=== AIM OF THE EXERCISE ===
Show every line of the material below that contains the word "pole", copying each line in full.

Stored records
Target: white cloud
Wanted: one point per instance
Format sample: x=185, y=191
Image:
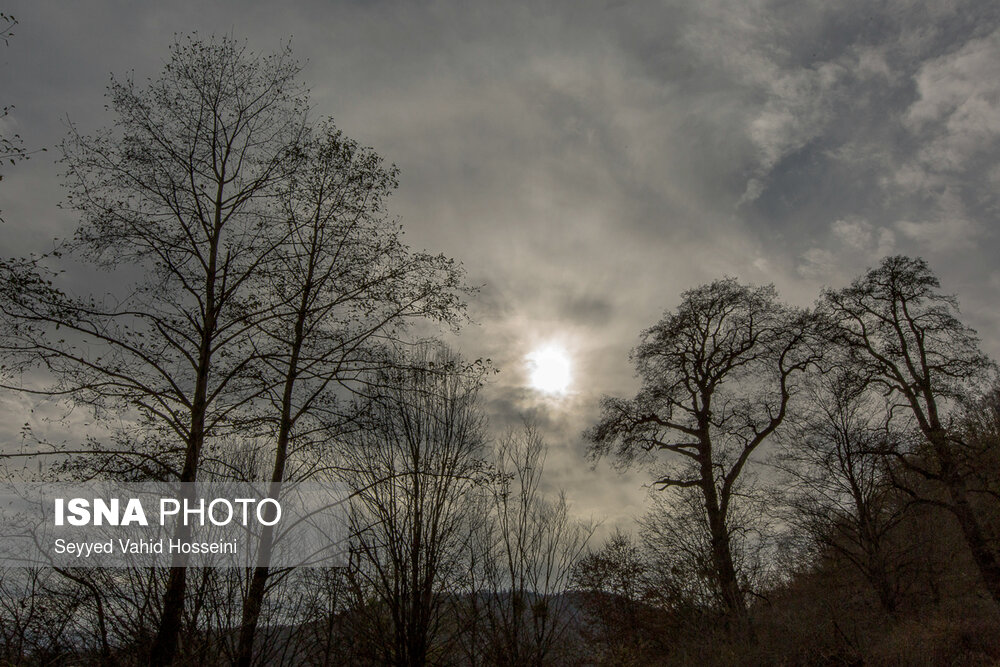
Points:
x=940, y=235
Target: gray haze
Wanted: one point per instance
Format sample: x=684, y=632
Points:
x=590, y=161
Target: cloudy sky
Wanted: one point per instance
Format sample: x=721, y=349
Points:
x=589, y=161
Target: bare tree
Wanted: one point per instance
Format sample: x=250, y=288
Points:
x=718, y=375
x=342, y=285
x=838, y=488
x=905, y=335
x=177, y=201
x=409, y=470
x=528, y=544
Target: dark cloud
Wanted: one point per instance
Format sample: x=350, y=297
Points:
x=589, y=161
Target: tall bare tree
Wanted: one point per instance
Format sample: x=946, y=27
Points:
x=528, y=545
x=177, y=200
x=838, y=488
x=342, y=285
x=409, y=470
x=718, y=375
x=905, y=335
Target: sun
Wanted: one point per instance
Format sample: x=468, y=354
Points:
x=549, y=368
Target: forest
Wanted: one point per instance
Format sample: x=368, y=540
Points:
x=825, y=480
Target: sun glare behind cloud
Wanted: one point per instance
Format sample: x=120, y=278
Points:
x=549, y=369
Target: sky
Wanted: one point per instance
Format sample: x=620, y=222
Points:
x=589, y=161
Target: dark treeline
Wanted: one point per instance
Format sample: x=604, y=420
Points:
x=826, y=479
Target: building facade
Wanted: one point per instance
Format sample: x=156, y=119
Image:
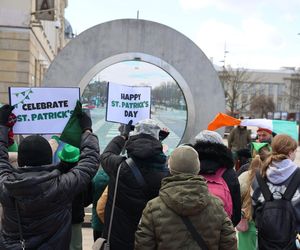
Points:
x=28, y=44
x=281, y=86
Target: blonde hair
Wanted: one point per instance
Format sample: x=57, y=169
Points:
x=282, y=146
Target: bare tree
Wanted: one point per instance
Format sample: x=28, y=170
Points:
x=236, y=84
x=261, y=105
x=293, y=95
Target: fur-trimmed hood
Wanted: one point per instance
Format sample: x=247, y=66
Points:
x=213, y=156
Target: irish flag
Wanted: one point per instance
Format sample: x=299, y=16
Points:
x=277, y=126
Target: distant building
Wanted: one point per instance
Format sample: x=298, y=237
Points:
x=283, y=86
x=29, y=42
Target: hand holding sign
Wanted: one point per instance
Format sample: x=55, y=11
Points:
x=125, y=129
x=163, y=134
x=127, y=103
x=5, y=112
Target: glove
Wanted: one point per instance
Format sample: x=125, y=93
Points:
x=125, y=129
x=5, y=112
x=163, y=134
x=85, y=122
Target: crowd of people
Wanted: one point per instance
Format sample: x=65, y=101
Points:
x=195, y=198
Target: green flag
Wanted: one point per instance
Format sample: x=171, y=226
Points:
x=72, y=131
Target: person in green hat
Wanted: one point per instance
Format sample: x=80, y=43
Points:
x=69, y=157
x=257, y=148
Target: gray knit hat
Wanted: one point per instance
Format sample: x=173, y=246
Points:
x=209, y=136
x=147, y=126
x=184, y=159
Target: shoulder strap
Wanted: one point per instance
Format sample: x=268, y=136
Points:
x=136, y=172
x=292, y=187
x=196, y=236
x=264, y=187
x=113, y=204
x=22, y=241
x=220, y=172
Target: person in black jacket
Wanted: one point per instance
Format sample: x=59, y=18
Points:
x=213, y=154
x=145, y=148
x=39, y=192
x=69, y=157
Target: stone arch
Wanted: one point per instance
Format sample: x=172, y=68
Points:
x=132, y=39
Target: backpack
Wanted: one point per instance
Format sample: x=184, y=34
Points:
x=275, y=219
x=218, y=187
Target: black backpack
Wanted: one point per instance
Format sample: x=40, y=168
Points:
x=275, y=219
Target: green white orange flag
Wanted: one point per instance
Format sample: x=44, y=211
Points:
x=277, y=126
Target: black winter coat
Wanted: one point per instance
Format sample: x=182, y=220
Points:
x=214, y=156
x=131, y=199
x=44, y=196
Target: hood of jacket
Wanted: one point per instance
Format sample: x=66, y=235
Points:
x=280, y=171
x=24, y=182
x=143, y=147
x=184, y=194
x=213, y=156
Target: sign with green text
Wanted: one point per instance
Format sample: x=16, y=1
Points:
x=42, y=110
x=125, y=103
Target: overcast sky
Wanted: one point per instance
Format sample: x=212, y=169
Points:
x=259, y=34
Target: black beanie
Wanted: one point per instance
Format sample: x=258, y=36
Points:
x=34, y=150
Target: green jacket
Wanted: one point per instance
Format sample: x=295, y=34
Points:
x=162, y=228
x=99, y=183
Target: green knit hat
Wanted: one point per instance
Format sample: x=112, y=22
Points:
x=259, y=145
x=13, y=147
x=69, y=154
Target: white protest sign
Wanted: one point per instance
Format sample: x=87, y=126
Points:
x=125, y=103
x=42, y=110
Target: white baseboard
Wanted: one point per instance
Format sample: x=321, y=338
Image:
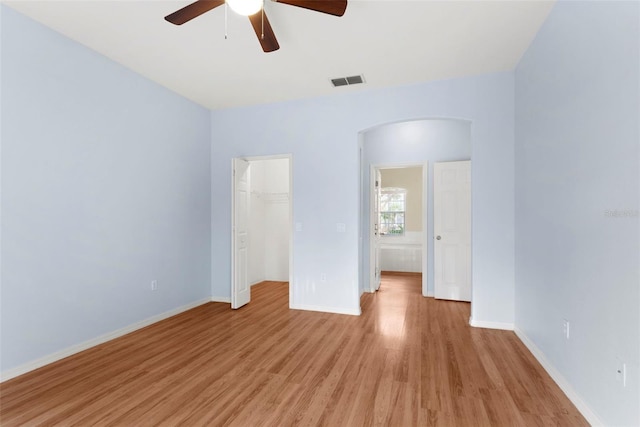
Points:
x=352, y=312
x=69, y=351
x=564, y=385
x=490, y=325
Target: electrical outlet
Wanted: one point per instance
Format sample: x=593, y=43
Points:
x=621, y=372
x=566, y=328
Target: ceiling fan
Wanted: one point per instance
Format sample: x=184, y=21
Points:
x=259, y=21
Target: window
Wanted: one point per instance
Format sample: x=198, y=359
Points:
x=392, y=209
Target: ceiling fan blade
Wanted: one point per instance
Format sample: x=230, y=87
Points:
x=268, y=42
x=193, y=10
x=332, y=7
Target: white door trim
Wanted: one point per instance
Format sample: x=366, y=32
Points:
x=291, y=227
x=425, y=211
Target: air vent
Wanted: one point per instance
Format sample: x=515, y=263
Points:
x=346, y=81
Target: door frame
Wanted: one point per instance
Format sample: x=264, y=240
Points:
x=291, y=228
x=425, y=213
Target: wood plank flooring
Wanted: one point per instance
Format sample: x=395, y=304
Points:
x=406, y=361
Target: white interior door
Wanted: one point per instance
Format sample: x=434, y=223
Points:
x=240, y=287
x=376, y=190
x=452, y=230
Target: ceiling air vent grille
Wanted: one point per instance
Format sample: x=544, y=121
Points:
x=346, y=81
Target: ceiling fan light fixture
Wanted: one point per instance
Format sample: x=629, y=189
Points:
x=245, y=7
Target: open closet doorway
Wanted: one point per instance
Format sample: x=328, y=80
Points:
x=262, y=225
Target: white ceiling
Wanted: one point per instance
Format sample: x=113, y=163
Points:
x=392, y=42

...

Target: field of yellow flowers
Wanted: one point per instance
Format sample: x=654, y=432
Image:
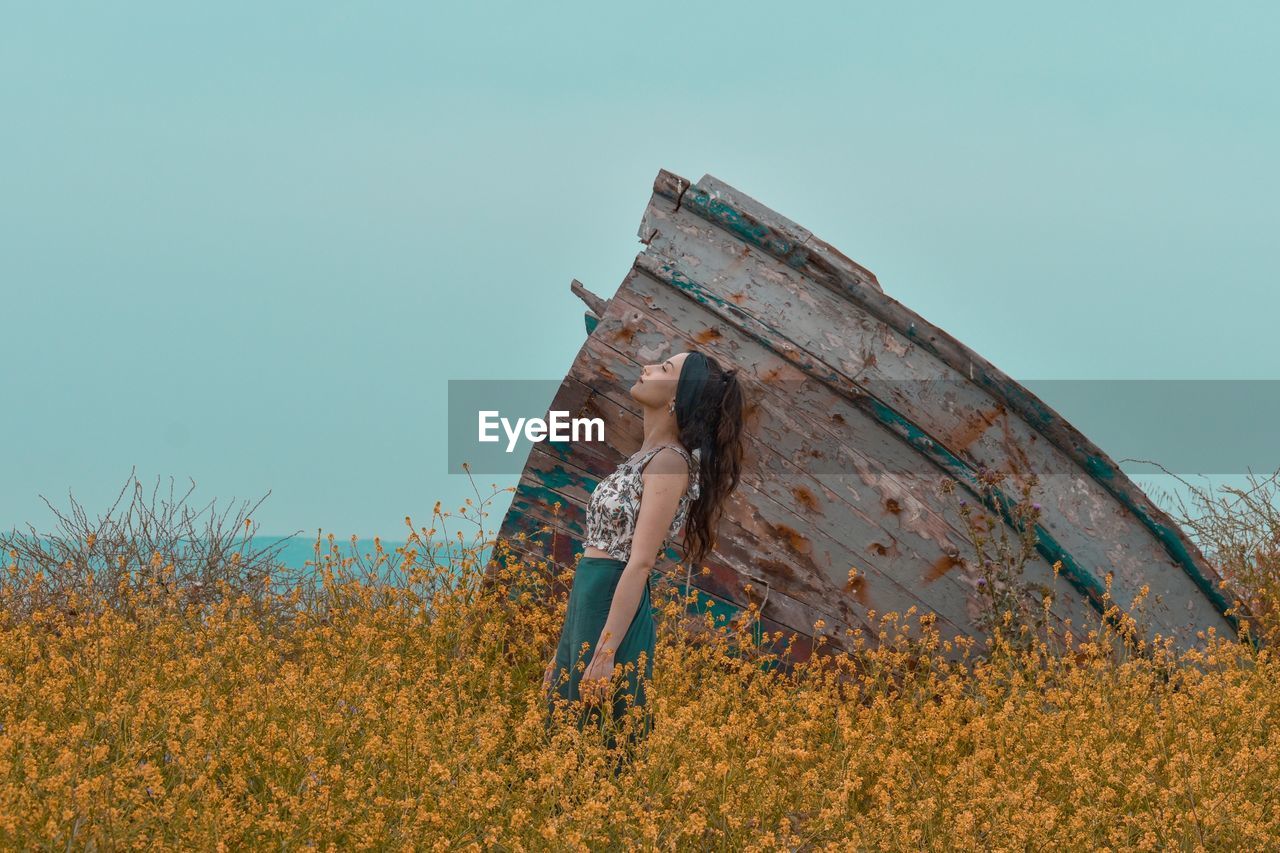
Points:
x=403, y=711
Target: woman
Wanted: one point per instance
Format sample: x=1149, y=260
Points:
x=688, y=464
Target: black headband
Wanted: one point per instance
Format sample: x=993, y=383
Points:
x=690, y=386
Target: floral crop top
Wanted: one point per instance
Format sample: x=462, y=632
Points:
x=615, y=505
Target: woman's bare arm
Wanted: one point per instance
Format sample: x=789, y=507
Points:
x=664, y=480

==

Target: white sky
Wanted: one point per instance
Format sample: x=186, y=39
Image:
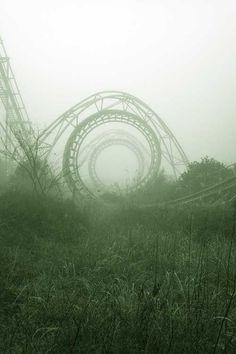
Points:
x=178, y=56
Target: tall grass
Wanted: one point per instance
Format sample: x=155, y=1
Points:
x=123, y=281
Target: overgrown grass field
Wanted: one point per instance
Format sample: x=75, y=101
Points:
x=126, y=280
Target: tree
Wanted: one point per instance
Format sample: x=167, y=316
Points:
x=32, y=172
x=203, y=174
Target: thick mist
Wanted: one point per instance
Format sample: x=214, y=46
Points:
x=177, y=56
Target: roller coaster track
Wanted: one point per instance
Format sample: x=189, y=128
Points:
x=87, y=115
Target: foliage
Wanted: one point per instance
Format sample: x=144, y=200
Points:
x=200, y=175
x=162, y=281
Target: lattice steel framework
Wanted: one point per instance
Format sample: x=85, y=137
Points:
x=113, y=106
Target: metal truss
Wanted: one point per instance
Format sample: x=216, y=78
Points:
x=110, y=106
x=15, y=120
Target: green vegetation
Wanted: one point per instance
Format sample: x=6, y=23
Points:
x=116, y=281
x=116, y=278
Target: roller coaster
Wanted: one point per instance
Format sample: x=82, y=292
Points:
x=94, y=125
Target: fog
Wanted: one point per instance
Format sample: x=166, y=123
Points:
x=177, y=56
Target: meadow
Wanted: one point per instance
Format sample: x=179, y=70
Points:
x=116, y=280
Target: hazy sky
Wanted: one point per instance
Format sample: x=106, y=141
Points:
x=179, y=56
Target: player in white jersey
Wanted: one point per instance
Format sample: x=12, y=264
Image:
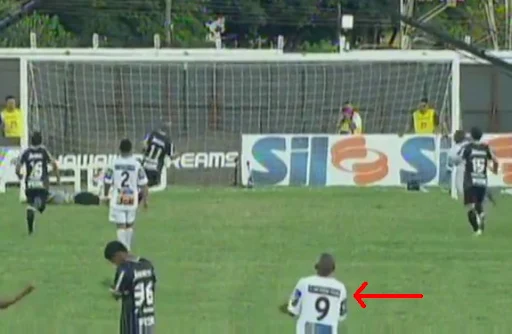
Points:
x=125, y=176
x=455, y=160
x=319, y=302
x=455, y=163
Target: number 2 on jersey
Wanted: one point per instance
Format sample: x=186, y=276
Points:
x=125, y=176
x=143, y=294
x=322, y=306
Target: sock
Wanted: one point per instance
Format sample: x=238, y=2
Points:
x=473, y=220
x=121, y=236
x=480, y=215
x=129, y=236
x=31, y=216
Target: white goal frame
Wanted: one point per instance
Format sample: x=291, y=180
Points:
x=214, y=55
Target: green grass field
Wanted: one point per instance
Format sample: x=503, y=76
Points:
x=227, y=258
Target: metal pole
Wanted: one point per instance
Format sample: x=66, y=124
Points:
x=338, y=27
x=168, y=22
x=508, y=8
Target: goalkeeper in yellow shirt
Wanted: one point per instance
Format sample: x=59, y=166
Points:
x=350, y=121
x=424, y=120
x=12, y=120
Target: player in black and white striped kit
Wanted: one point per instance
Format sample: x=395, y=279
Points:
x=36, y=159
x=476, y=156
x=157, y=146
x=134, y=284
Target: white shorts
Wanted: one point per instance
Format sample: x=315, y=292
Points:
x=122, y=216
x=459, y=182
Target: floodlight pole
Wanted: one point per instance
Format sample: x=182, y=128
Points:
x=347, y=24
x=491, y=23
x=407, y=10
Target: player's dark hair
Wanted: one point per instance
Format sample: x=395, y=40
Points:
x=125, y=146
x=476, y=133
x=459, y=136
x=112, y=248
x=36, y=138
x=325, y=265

=== SOLUTION ===
Target: metal pole
Target: floodlight pole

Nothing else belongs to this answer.